* **Exercise objective**
Resume the news report on Israeli strikes across the Gaza Strip, picking up right after its final sentence.

* **Selected text**
The Israeli military has denied any such intention, and Prime Minister Benjamin Netanyahu has said he does not want to reverse the 2005 withdrawal of settlers from Gaza. Hardliners in his government have talked openly about going back.
It said forces have killed hundreds of Hamas militants in Jabalia, Beit Lahiya and Beit Hanoun during its new military offensive, which began more than a month ago. Hamas and the Islamic Jihad armed wing claimed killing several Israeli soldiers during ambushes and anti-tank rocket fire.
Attacks across Gaza Strip continue
Medics said five people were killed in an Israeli strike that hit a group of people outside Kamal Adwan Hospital near Beit Lahiya, while five others were killed in two separate strikes in Nuseirat in central Gaza Strip where the army began a limited raid two days ago.
In Rafah, near the border with Egypt, one man was killed and several others were wounded in an Israeli airstrike, while three Palestinians were killed in two separate Israeli airstrikes in Shejaia suburb of Gaza City, medics added.

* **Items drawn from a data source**
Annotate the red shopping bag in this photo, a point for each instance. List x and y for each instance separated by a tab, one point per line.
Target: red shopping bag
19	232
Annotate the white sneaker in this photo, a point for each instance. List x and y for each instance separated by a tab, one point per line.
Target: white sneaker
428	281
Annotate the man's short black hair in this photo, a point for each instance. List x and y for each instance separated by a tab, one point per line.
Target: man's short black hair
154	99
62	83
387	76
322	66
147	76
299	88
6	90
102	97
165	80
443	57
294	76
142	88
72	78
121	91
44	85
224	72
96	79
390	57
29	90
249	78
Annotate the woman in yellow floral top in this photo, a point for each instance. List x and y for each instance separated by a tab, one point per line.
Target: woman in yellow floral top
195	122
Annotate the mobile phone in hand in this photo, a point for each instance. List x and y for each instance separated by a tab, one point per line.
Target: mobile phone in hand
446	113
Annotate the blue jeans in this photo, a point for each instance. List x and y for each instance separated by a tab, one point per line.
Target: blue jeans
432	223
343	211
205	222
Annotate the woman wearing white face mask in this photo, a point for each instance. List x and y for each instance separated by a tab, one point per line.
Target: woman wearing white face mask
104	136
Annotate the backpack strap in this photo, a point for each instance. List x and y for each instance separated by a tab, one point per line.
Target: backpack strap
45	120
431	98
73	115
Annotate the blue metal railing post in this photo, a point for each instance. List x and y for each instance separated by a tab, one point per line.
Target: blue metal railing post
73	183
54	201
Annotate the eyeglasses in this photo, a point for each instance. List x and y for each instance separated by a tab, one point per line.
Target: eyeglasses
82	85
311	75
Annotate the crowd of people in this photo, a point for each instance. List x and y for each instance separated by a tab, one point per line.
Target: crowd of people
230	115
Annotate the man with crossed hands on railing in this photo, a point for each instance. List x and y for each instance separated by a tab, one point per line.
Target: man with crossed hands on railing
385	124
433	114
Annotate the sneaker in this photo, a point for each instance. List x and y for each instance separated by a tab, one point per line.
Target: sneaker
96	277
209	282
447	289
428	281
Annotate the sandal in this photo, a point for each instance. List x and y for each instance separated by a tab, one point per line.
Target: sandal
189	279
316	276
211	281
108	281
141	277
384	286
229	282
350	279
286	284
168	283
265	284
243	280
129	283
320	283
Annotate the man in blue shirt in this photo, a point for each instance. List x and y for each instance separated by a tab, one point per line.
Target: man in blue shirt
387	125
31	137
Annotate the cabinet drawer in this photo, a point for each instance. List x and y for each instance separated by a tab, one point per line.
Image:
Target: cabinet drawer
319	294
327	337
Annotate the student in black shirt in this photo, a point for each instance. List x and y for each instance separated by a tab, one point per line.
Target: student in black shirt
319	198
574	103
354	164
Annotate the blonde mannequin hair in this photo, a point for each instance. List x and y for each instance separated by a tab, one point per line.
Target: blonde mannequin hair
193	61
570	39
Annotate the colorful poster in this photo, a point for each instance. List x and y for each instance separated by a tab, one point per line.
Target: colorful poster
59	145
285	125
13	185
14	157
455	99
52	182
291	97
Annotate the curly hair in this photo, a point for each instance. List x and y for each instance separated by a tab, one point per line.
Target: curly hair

* **Reply to the exercise**
Later on Wednesday, an Israeli strike on a house in western Khan Younis in the southern Gaza Strip killed eight people, medics said.
Hamas-led gunmen attacked Israel last October, killing some 1,200 people and taking more than 250 hostages, according to Israeli tallies.
More than 43,500 Palestinians have been killed in Gaza over the past year, Palestinian health officials say, and much of Gaza has been reduced to a wasteland of wrecked buildings and piles of rubble, where more than two million Gazans are seeking shelter in makeshift tents and facing shortages of food and medicines.